TEXT BLOCK:
::::::::::
Coastal developer files for bankruptcy
The Atlanta Journal-Constitution
Saturday, November 15, 2008
The developer of a controversial marina community on the Georgia coast near Cumberland Island National Seashore has filed for Chapter 11 bankruptcy protection.
Land Resource LLC, which was headquartered in Atlanta until last year, filed in Orlando, where it is now located. Company owner J. Robert Ward is seeking “breathing room” to sell Land Resource’s assets, valued at $115.2 million, the filing says.
In the filing dated Oct. 30, the company lists liabilities of $214.8 million. Among the creditors are the Atlanta Braves, owed $50,000, and a former employee who is owed $787,000, according to Land Resource.
Ward said his company fell victim to the real estate downturn, fueled by the credit crisis and low consumer confidence. He was not making enough money on sales to complete the promised projects.
::::::::::
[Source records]
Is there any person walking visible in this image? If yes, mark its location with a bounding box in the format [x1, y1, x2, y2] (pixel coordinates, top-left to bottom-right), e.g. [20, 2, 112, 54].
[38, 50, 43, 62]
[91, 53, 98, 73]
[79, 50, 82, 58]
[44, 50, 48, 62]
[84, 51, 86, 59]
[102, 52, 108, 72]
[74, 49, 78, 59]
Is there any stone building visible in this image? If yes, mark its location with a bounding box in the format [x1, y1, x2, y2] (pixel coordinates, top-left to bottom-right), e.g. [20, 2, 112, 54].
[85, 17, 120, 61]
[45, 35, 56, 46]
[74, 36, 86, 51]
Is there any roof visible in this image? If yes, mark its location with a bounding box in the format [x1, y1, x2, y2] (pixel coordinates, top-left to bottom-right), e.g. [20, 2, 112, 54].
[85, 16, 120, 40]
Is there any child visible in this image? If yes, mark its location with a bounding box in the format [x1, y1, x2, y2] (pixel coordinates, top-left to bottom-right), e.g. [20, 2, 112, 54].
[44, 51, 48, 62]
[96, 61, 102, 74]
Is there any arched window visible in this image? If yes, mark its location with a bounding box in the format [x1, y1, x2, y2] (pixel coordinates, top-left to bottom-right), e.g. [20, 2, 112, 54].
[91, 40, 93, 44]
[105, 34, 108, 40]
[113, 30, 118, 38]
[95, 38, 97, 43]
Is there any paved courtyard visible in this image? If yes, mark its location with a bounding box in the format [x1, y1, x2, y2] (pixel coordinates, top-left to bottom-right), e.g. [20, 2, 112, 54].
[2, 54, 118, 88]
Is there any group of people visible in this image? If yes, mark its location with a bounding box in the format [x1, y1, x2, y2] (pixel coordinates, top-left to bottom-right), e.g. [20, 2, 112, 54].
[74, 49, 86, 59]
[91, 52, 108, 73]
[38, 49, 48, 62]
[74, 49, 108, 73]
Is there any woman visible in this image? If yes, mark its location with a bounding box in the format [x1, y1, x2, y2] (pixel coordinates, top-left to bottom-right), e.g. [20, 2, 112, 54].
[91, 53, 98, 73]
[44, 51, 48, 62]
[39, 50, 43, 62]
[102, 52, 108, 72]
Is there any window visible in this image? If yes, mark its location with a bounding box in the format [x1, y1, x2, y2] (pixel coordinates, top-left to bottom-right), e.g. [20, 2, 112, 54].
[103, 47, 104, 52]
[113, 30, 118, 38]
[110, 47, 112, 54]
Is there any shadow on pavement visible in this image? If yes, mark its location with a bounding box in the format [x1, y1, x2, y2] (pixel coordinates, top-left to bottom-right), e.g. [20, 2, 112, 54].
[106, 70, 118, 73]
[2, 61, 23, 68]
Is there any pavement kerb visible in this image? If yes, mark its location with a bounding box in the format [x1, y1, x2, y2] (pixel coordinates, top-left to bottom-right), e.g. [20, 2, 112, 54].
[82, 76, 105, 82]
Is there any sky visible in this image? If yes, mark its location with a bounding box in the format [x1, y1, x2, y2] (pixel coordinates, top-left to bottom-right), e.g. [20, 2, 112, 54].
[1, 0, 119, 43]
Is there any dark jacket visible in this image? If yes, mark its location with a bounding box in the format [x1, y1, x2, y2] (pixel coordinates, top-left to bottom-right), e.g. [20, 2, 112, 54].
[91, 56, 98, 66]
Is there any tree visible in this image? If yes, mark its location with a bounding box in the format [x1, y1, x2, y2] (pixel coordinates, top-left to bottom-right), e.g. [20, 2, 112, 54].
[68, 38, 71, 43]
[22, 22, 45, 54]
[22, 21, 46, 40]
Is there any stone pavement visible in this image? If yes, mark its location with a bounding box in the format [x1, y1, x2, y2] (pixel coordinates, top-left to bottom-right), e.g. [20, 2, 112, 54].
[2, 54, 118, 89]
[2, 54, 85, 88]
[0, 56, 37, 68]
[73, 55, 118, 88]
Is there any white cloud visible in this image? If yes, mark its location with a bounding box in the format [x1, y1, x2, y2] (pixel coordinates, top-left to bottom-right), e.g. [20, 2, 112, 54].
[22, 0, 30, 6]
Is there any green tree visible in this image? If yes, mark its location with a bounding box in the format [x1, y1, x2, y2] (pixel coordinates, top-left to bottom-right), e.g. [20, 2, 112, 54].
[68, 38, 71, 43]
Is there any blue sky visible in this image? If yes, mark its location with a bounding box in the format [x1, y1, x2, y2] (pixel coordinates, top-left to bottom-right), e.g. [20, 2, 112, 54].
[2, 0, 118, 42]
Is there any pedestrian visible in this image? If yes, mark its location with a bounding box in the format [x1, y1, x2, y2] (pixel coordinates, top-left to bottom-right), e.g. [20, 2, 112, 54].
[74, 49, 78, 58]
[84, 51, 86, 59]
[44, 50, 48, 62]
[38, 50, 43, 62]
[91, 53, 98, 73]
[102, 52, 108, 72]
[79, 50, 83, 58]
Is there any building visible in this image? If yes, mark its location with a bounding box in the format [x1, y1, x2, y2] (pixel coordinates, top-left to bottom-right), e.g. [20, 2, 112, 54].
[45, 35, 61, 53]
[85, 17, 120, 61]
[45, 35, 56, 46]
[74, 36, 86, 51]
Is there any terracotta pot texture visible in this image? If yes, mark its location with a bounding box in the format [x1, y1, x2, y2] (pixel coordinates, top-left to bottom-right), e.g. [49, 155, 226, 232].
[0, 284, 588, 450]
::::::::::
COMPLETE THE FOLLOWING:
- 1) According to the news article on the developer's bankruptcy, what amount does Land Resource owe the Atlanta Braves?
- 2) Copy the passage of the bankruptcy article starting with "Coastal developer files" and going on through "11 bankruptcy protection.".
- 3) Carry on the news article about the coastal developer's bankruptcy from its final sentence.
The rows are separate material with no connection to the news article.

RESULTS IN ORDER:
- 1) $50,000

- 2)
Coastal developer files for bankruptcy
The Atlanta Journal-Constitution
Saturday, November 15, 2008
The developer of a controversial marina community on the Georgia coast near Cumberland Island National Seashore has filed for Chapter 11 bankruptcy protection.

- 3)
“The banks stopped making loans to our customers,” Ward said in an e-mail. “It just doesn’t seem fair that the banks can put us into bankruptcy because of their failure to lend and then get a federal bailout, but then chase me personally and ruin a very good company and put 250 people out of work and affect thousands of property owners and leave them with uncompleted lots.”
Ward, who is 60, said he will start over.
The company’s assets include 128 unsold lots in Cumberland Harbour in St. Marys, where the largest marina complex on the Georgia coast has been proposed. According to Land Resource, 936 lots have been sold. They asked from $150,000 to $750,000 for lots.
In 2005, the state Department of Natural Resources issued a permit for two marinas, including 3.2 miles of docks, board walks and slips in Cumberland Harbour. Along with dry dock storage, the complex could hold more than 800 boats of all sizes.
But work has not yet started. The Center for a Sustainable Coast, an environmental group, appealed the state’s permit all the way to the Georgia Supreme Court.
A decision is scheduled to be released Monday.
If the environmentalists win, their lawyers say the case could set a new precedent for the way coastal land is developed. The Center for a Sustainable Coast wants the state to protect the tidal marsh by regulating the way land is developed adjacent to the marinas. Land Resource maintains that would overstep the state’s authority.
Neither side believes the bankruptcy will affect the Supreme Court’s ruling.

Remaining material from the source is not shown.